= Your task =
The records underneath are to be printed in full and exactly, with no pictures carried over.

= Data section =

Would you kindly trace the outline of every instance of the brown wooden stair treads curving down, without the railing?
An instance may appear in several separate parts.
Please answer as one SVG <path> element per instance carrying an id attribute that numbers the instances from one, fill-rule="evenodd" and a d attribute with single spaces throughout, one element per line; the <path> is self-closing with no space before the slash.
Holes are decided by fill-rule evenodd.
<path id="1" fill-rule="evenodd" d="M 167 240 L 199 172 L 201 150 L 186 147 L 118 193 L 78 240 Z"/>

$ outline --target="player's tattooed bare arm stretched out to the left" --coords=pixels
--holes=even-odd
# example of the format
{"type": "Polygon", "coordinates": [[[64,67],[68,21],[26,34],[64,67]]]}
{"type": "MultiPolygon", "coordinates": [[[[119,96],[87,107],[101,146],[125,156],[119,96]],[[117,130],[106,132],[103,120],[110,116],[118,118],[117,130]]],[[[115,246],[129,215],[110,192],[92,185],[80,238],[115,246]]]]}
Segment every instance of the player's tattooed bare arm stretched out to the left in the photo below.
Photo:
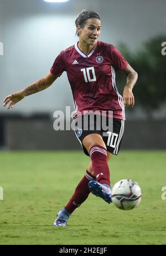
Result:
{"type": "Polygon", "coordinates": [[[5,107],[8,104],[7,108],[13,109],[14,105],[18,101],[24,99],[24,97],[26,96],[45,90],[50,85],[52,85],[52,83],[56,80],[56,78],[58,78],[58,76],[55,76],[51,72],[49,72],[45,77],[35,81],[33,85],[30,85],[21,91],[12,93],[11,95],[8,95],[3,101],[3,106],[5,107]]]}

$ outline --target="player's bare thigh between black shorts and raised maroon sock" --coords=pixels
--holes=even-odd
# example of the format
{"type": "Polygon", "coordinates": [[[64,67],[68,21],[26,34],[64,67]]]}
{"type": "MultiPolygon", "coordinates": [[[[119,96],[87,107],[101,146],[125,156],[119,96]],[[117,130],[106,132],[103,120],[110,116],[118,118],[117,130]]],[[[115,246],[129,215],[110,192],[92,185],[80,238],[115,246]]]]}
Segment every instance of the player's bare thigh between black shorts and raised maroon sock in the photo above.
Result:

= Answer to this exercise =
Would you kindly trace the outline of every instance of the brown wooden stair treads curving down, without the railing?
An instance may appear in several separate parts.
Please answer as one SVG <path> element per instance carrying an id attribute that numbers the instances from one, fill-rule="evenodd" and a d attribute with single spaces throughout, one element per line; the <path> is self-closing with no space before the slash.
Holes are decided by fill-rule evenodd.
<path id="1" fill-rule="evenodd" d="M 167 240 L 199 172 L 201 150 L 186 147 L 118 193 L 78 240 Z"/>

$ outline --target="player's tattooed bare arm stretched out to the left" --coords=pixels
--holes=even-odd
# example of the format
{"type": "Polygon", "coordinates": [[[64,67],[68,21],[26,34],[64,67]]]}
{"type": "MultiPolygon", "coordinates": [[[[119,96],[87,107],[101,146],[125,156],[119,96]],[[117,130],[106,132],[103,120],[110,116],[118,118],[117,130]]],[[[115,246],[129,215],[110,192],[92,185],[80,238],[115,246]]]]}
Segment every instance of the player's tattooed bare arm stretched out to the left in the photo below.
Photo:
Result:
{"type": "Polygon", "coordinates": [[[5,107],[8,104],[7,108],[13,109],[14,105],[18,101],[24,99],[24,97],[26,96],[45,90],[50,85],[52,85],[52,83],[56,80],[56,78],[58,78],[58,76],[55,76],[51,72],[49,72],[45,77],[35,81],[33,85],[30,85],[21,91],[12,93],[11,95],[8,95],[3,101],[3,106],[5,107]]]}

$ outline --target="player's bare thigh between black shorts and raised maroon sock" --coords=pixels
--holes=even-odd
# example of the format
{"type": "Polygon", "coordinates": [[[64,67],[68,21],[26,34],[64,67]]]}
{"type": "MultiPolygon", "coordinates": [[[[119,96],[87,107],[101,146],[125,156],[119,96]],[[117,130],[106,132],[103,120],[110,116],[118,118],[117,130]]],[[[115,246],[129,215],[110,192],[92,185],[80,238],[115,246]]]]}
Segment every instance of the player's bare thigh between black shorts and raised maroon sock in the photo above.
Result:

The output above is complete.